> **Written tasks**
(a) According to the note at the end of the night-walk passage, what kind of life has Julia lived?
(b) Transcribe the night-walk passage between "Roaming the streets, she" and "of the water.", inclusive.

Roaming the streets, she walks it off. She allows for it to consume her whole; for the night to swallow her whole, and she mutters neither contempt nor disdain as she dissolves into her surroundings.

Primed to do its educating, the pain is dizzying as she stumbles onwards. Her mind barely able to grasp the reality of her situation, she blindly fumbles her way down the steps, to where sand meets her toes and offers her its warmth. Gladly, she takes it, a chaotic mess in spite of the serenity of the water.


mutters neither contempt nor disdain um, again i guess i just highlighted this cos its got this great sense of her confusoin...shes not sure what to feel, actually, HOW to feel. this whole paragraph is full of chaos and i think thats great. Julia has lived a life of precision and order yet now its well...upside down.

> **Given entries**
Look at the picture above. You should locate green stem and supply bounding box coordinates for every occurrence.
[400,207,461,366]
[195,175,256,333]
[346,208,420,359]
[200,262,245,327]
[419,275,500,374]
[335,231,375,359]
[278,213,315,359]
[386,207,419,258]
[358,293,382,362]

> **Answers for this exercise**
(a) A life of precision and order.

(b)
Roaming the streets, she walks it off. She allows for it to consume her whole; for the night to swallow her whole, and she mutters neither contempt nor disdain as she dissolves into her surroundings.

Primed to do its educating, the pain is dizzying as she stumbles onwards. Her mind barely able to grasp the reality of her situation, she blindly fumbles her way down the steps, to where sand meets her toes and offers her its warmth. Gladly, she takes it, a chaotic mess in spite of the serenity of the water.